- _Text provided_
= Beginning of Section =

Monday, May 19, 2014

Tea Partier (the fête not the fright)

Go Westbeth, young man and woman!
This past Sunday we had the pleasure of attending a Tea Party, given by Debra Rapoport and Stan Satlin. Debra is a milliner and maker of jewelry and one of the stars of the new documentary, "Advanced Style." Stan is a musician. Stan was gracious enough to host the party in his apartment in the storied artists' housing, Westbeth, in the far West Village in New York City.
 The occasion called for the utmost
in the utter ultimate of dresses so
I donned my new Alpana Bawa dress.
Alpana found this gorgeous embroidered fabric
and fashioned dresses and blouses with it.
I paired it with my Nuit et Jour beads
with blingy-bling, aka a huge faux diamond bauble.

= End of Section =

- _Dataset entries_

= Beginning of Section =

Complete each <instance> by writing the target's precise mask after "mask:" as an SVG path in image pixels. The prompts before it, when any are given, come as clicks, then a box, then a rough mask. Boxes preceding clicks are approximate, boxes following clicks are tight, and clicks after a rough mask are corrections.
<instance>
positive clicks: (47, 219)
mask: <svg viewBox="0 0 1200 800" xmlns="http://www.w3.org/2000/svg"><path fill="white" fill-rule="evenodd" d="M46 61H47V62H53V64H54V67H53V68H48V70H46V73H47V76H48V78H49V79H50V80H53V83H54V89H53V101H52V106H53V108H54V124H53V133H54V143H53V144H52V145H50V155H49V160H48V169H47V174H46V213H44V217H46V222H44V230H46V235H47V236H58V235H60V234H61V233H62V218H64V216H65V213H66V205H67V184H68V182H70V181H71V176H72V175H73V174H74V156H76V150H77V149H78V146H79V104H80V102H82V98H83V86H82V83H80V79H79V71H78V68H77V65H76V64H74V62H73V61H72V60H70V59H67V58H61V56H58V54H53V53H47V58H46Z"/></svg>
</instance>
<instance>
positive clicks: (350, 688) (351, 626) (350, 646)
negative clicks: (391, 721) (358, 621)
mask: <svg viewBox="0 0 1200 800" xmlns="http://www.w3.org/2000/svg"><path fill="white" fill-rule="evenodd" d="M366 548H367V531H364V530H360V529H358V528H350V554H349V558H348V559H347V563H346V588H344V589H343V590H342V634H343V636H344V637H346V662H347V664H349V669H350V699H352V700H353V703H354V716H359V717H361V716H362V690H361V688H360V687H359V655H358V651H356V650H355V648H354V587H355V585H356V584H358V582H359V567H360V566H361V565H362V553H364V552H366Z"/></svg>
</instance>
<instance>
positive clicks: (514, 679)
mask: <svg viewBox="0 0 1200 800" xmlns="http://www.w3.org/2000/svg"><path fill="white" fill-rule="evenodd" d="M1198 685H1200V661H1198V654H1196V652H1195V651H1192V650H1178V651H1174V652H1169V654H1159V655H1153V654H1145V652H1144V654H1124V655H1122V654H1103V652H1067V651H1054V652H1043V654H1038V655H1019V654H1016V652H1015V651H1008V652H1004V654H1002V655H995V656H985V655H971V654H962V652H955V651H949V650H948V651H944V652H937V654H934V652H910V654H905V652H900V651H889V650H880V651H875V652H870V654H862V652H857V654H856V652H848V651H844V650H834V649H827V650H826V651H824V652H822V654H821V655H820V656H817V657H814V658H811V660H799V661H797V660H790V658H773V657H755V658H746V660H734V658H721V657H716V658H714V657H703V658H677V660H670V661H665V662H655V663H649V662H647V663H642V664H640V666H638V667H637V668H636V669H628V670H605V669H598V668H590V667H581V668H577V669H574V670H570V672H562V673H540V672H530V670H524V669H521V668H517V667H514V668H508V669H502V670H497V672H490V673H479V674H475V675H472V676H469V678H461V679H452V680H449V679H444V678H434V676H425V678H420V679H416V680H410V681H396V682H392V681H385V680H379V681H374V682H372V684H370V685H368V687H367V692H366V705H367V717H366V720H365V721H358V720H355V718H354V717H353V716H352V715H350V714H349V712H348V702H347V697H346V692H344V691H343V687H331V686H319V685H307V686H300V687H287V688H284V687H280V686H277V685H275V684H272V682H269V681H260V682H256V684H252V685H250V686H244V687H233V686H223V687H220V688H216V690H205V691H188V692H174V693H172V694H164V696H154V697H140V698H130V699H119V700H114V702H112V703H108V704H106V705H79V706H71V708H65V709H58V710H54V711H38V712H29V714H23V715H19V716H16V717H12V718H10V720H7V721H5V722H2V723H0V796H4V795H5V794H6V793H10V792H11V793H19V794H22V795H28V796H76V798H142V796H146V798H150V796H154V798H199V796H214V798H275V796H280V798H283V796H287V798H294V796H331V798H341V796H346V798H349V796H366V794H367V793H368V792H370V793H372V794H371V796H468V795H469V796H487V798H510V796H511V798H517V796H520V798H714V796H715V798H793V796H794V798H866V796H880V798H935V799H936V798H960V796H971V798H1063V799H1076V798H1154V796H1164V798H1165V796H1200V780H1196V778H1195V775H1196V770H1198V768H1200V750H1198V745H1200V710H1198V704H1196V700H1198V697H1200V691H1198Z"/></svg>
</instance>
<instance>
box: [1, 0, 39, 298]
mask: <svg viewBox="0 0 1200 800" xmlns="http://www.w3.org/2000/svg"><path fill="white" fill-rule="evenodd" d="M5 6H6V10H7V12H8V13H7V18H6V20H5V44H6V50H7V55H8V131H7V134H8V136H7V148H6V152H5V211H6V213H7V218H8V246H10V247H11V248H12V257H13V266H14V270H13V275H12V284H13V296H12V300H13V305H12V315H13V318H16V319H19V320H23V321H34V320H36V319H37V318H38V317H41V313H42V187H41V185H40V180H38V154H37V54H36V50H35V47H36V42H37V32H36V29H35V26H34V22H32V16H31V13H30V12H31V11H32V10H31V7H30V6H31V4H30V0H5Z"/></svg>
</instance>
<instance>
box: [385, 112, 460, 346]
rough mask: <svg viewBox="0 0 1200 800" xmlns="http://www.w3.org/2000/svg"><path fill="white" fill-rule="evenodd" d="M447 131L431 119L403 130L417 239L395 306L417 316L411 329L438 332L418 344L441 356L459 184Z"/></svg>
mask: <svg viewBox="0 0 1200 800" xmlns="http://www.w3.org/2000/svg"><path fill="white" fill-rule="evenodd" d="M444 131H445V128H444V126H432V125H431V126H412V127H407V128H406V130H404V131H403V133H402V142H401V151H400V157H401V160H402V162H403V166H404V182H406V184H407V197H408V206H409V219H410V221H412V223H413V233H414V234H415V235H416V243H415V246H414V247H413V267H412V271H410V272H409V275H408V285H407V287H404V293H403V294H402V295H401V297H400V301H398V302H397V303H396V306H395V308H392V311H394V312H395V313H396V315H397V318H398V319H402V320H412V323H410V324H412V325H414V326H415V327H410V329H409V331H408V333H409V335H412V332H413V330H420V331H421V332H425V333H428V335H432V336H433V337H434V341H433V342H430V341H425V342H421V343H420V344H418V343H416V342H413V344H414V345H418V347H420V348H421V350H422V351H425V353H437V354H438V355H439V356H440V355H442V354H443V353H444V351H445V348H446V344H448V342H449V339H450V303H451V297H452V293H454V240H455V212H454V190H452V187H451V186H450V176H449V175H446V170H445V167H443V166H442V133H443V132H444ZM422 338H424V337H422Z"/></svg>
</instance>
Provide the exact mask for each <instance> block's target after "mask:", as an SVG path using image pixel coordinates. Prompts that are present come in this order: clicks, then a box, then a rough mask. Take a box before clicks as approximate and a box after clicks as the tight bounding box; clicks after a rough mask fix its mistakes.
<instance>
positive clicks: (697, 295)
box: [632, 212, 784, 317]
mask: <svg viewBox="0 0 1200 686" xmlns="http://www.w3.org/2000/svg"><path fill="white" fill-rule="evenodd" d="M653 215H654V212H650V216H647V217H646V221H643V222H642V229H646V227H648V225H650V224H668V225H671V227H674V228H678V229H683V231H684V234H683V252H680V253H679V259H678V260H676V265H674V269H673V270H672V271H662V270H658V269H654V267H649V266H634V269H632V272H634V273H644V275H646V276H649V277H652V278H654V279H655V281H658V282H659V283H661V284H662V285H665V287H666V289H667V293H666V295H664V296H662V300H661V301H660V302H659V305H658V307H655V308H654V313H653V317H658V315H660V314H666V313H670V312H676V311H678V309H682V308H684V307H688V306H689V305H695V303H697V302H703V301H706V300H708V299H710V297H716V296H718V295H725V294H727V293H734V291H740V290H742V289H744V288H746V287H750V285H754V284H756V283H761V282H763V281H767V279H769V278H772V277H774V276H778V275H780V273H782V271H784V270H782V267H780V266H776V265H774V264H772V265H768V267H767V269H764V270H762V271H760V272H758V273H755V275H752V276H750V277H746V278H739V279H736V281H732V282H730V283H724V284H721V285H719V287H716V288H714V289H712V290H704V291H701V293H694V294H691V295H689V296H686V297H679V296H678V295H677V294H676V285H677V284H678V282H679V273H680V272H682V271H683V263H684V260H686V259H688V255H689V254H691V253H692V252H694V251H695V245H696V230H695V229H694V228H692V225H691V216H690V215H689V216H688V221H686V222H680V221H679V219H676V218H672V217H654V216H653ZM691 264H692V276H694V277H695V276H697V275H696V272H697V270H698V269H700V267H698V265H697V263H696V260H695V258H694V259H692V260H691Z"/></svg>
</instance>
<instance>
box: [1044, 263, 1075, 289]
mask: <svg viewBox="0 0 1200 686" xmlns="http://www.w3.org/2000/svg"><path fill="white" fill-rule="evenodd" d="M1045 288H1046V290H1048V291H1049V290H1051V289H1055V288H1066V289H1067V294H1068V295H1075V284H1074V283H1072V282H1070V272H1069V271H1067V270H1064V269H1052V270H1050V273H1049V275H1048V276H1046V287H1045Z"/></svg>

= End of Section =

- _Required work_
Can you continue the blog post about the tea party at Westbeth, starting right after its last line?

- _Exercise response_
 Stan has the most charming apartment in Westbeth filled with art.
Richard is wearing his new Saint Laurie Madras jacket and blue pant
with a lime-green linen shirt.
 Beautiful Elke Kuhn with her Bakelite and bangles.
Her jacket is from Gundrun Sjoden.
She collects the felt flowers which adorn her hat
on her trips to Copenhagen, where her son lives.
 Objects of interests in Stan's apartment.
 Debra made this mask of the Statue of Liberty
from a piece of metal found on the street.
 Stan at left of Jimmy Carter.
Stan has been collecting Americana to honor Nelson Mandela's
birthday. Stan's "Auratorio Americana: Songs of Peace,
Love and Spirituality" will be performed at an event called
"Footsteps of Mandela" at Riverside Church on July 18 at 7 p.m.
 Stan Satlin
 A flying mermaid.
 On the left, Vivienne Cable, a visitor from Australia,
next to Jean. Vivienne has a clothing boutique
called Image by Design.
 The inner courtyard of Westbeth.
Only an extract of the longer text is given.